— BEGIN Exercise material —
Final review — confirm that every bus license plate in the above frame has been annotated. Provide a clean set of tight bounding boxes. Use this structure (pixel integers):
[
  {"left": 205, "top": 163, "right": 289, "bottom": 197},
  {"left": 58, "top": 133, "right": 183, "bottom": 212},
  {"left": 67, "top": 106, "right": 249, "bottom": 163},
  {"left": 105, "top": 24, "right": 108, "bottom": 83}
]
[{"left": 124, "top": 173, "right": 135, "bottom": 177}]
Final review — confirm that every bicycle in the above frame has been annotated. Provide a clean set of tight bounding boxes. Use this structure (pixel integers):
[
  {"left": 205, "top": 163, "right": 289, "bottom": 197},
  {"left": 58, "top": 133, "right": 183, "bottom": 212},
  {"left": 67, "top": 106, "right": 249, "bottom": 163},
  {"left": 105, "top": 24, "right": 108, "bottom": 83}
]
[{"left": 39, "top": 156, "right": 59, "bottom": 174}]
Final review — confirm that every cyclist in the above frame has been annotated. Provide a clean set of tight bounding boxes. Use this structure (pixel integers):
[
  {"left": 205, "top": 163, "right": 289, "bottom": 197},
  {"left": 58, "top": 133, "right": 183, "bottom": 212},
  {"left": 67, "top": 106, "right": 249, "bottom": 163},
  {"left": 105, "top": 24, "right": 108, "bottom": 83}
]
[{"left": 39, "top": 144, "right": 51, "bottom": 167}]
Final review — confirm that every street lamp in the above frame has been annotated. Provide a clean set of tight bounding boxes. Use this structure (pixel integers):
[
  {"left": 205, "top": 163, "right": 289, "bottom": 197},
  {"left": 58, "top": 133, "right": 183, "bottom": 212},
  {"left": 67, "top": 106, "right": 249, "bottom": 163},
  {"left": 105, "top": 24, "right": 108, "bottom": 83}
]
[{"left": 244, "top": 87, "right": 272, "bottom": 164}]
— END Exercise material —
= Task goal =
Change "Final review" to "Last check" everywhere it occurs in the lines above, and reproduce all of the lines with nothing else altered.

= Solution to this task =
Last check — confirm that every bus license plate in the above frame has been annotated. Provide a clean set of tight bounding boxes. Use this structure (pixel integers):
[
  {"left": 205, "top": 163, "right": 289, "bottom": 197},
  {"left": 58, "top": 133, "right": 183, "bottom": 212},
  {"left": 67, "top": 106, "right": 249, "bottom": 163},
  {"left": 105, "top": 24, "right": 108, "bottom": 83}
]
[{"left": 124, "top": 173, "right": 135, "bottom": 177}]
Last check — confirm that every bicycle in the above frame has been annotated. Provide a clean set of tight bounding boxes. Use this structure (pixel integers):
[
  {"left": 205, "top": 163, "right": 289, "bottom": 197},
  {"left": 58, "top": 133, "right": 183, "bottom": 212},
  {"left": 67, "top": 106, "right": 249, "bottom": 163},
  {"left": 105, "top": 24, "right": 108, "bottom": 83}
]
[{"left": 39, "top": 156, "right": 59, "bottom": 174}]
Last check — confirm that every cyclist in the above frame has been annotated. Provide a clean set of tight bounding boxes. Use this structure (pixel integers):
[
  {"left": 205, "top": 163, "right": 289, "bottom": 197},
  {"left": 58, "top": 133, "right": 183, "bottom": 212},
  {"left": 67, "top": 106, "right": 249, "bottom": 163},
  {"left": 105, "top": 24, "right": 108, "bottom": 83}
]
[{"left": 39, "top": 144, "right": 51, "bottom": 167}]
Last check — confirm that every street lamp in the above frame has been annotated. Provide a clean set of tight bounding boxes. Use this structure (pixel integers):
[
  {"left": 205, "top": 163, "right": 289, "bottom": 197},
  {"left": 58, "top": 133, "right": 183, "bottom": 212},
  {"left": 67, "top": 106, "right": 249, "bottom": 163},
  {"left": 105, "top": 24, "right": 108, "bottom": 83}
]
[{"left": 244, "top": 87, "right": 272, "bottom": 164}]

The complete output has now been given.